▶ Selected text
————
Homework 3: Binary Product

This is the first of two assignments in which you will write binary code for the simple machine you created a simulator for in lab. Both homework 3 and homework 4 assume that you have understood that lab’s content well.

The instructions

icode Behaviors: for each icode (3-bit) value, which operation to perform given the operands.

icode operation
0

rA = rB

1

rA &= rB

2

rA += rB

3

do different things for different values of b:

b action
0 rA = ~rA
1 rA = !rA
2 rA = -rA
3 rA = pc
4

rA = read from memory at address rB

5

write rA to memory at address rB

6

do different things for different values of b:

b action
0 rA = read from memory at pc + 1
1 rA &= read from memory at pc + 1
2 rA += read from memory at pc + 1
3 rA = read from memory at the address stored at pc + 1

In all 4 cases, increase pc by 2, not 1, at the end of this instruction

7

Compare rA (as an 8-bit 2’s-complement number) to 0; - if rA <= 0, set pc = rB - otherwise, increment pc like normal.
————
▶ Dataset content
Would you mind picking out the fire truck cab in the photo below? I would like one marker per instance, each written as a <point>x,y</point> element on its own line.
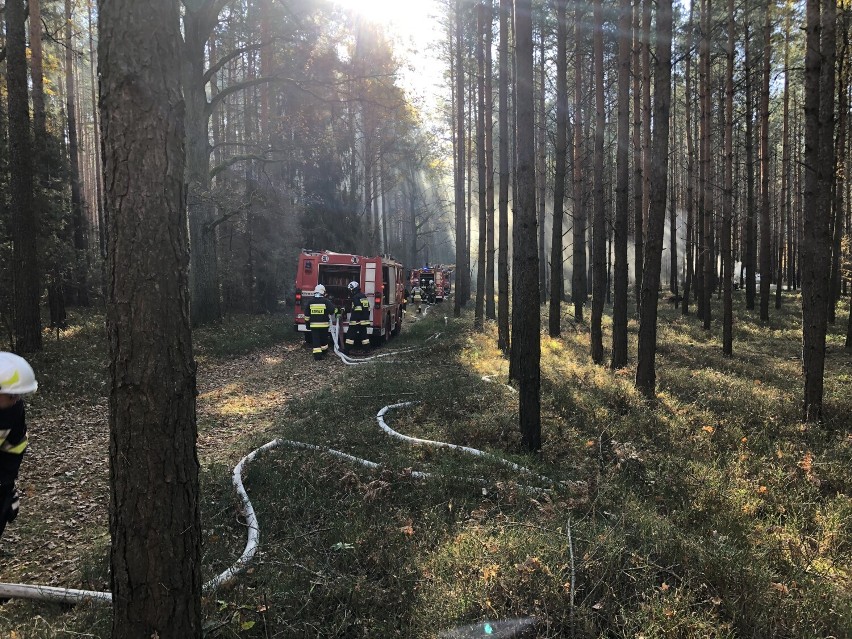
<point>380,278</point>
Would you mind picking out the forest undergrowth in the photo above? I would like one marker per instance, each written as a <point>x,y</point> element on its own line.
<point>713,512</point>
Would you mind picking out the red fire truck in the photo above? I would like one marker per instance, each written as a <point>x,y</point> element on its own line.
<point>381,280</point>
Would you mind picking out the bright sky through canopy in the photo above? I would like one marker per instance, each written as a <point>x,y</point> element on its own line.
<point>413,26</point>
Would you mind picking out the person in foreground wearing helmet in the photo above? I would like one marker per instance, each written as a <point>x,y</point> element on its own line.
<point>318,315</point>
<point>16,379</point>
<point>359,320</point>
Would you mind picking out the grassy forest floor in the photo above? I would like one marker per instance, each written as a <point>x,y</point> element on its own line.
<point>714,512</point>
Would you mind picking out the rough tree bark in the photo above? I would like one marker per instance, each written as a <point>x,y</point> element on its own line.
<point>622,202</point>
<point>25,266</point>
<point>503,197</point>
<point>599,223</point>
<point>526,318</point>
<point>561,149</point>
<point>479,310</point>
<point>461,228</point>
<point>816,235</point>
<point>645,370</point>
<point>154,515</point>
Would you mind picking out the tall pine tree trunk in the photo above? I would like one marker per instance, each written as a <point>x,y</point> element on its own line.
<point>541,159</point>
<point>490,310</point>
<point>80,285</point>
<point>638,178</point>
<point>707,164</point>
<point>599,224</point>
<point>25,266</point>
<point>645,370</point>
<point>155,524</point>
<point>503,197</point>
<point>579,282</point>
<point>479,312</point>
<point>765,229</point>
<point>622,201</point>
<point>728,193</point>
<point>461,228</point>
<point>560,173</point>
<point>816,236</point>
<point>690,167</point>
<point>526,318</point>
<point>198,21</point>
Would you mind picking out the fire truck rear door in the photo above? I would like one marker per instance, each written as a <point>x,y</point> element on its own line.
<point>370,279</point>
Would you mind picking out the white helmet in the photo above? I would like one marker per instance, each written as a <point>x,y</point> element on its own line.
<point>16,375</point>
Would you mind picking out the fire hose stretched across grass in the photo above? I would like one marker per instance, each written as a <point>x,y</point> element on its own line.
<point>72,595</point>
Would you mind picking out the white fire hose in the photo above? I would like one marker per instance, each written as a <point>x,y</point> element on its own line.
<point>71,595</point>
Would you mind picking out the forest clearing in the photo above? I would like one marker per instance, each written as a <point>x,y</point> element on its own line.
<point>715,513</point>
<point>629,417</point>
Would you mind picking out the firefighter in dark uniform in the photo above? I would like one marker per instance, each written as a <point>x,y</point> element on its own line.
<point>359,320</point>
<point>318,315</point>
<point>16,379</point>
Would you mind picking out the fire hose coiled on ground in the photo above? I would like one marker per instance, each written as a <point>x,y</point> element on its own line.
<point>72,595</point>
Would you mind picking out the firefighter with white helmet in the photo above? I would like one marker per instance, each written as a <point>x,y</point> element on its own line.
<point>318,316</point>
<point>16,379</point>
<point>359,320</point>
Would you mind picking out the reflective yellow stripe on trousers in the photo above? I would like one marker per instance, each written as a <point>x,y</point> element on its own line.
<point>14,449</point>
————
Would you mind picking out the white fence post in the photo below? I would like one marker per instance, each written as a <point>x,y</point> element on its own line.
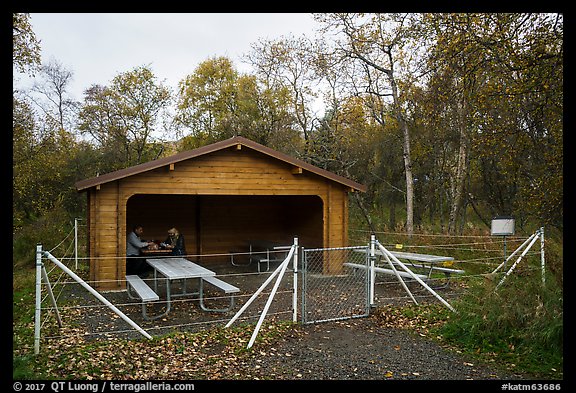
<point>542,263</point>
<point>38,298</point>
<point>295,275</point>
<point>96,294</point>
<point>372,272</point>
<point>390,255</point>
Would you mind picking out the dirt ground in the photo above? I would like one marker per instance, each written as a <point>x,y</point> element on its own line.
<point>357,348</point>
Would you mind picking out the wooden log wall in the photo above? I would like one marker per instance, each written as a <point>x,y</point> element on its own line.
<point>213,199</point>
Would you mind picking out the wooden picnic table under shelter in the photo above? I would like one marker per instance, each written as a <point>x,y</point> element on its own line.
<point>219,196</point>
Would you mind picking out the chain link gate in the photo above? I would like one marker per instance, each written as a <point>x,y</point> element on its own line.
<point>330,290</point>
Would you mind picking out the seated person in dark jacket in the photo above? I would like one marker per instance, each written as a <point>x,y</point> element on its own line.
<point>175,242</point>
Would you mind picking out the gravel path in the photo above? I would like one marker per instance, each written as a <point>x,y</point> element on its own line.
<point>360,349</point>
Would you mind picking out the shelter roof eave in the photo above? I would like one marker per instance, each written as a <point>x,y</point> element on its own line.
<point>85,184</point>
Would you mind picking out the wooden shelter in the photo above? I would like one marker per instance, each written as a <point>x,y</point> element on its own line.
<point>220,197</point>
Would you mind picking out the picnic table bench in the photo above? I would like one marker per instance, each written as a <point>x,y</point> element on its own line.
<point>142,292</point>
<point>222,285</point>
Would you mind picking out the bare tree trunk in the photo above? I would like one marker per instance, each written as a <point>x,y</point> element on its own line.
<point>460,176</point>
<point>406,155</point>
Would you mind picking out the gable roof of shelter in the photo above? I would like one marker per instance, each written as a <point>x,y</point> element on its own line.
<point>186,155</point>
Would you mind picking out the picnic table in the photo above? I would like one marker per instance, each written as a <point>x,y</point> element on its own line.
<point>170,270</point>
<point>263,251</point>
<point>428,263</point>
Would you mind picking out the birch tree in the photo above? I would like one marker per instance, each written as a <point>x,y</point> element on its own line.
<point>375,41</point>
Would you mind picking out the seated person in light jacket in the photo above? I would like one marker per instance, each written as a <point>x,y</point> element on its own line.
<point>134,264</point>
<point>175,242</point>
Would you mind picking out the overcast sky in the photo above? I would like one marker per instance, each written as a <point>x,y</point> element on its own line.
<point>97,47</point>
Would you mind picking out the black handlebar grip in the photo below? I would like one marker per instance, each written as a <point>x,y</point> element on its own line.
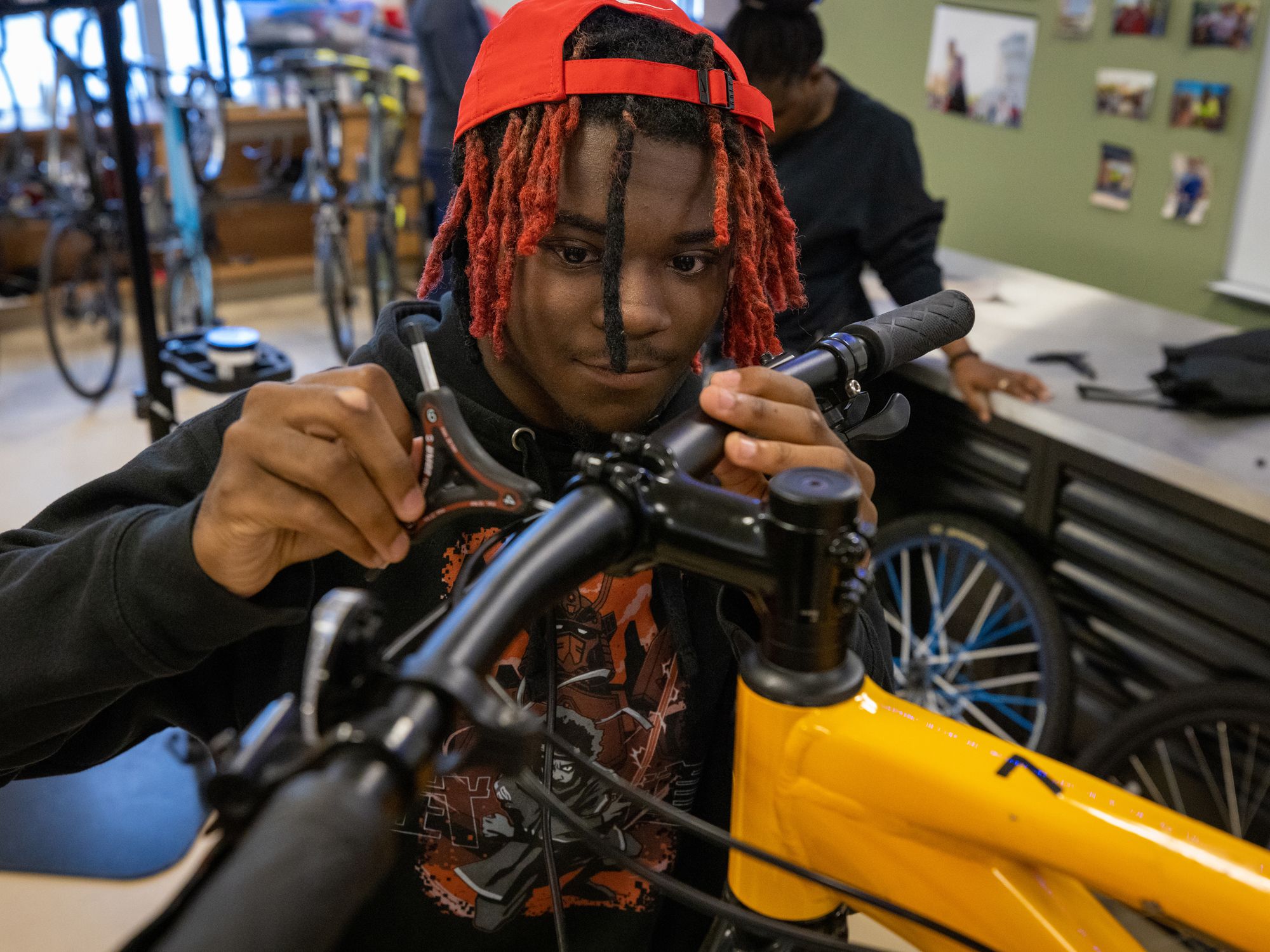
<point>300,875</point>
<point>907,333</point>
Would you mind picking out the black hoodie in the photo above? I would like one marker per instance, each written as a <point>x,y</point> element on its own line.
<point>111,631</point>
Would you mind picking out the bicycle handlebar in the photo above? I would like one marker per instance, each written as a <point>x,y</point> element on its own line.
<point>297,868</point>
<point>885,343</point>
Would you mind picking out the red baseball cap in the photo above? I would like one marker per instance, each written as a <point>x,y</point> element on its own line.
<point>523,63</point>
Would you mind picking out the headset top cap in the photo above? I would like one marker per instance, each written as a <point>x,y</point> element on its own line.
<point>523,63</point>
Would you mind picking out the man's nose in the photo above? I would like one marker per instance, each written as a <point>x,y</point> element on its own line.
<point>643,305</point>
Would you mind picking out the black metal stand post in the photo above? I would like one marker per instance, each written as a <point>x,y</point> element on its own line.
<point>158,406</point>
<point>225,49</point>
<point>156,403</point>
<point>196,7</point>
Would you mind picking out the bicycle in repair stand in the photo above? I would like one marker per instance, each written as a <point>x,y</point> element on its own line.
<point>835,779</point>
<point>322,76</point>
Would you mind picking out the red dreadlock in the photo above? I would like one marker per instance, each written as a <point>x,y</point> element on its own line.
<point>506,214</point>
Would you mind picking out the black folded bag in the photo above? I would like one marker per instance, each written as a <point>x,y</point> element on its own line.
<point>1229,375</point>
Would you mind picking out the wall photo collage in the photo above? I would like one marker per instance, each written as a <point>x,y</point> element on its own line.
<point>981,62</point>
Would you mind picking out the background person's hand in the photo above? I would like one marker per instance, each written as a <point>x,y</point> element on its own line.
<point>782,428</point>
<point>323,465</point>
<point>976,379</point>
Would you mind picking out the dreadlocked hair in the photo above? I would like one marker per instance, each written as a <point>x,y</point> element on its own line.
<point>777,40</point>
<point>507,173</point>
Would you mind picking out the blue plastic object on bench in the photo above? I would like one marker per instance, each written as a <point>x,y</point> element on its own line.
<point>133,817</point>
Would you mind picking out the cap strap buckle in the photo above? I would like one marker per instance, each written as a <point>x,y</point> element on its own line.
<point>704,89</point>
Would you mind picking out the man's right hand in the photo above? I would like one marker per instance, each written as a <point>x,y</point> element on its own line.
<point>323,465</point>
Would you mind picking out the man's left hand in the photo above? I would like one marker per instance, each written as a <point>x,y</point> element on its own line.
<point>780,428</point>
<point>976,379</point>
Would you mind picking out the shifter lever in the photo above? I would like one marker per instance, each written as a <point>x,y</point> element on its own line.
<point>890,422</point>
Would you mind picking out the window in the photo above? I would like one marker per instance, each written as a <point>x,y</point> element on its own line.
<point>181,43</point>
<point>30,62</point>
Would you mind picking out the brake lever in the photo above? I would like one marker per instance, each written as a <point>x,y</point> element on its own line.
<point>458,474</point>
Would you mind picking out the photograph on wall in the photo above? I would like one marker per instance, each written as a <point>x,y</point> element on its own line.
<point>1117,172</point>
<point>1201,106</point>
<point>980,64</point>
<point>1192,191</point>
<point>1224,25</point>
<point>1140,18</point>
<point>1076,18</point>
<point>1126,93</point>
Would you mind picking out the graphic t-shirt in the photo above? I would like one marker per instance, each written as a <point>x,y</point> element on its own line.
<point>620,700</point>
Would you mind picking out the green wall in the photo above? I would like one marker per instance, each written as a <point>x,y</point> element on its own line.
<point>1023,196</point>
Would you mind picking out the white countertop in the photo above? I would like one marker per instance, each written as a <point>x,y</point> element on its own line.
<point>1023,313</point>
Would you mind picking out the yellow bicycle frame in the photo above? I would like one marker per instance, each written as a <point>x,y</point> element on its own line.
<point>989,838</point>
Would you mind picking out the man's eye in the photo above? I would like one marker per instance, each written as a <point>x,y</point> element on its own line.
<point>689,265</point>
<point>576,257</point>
————
▶ Requirements
Please answer these questions using the Binary Product homework text:
1. How many bits is an icode value?
2. At the end of an icode 6 instruction, by how much is pc increased?
3. For icode 7, what is pc set to when rA <= 0?
These records come from a separate source.

▶ Problem solution
1. 3 bits.
2. By 2.
3. rB.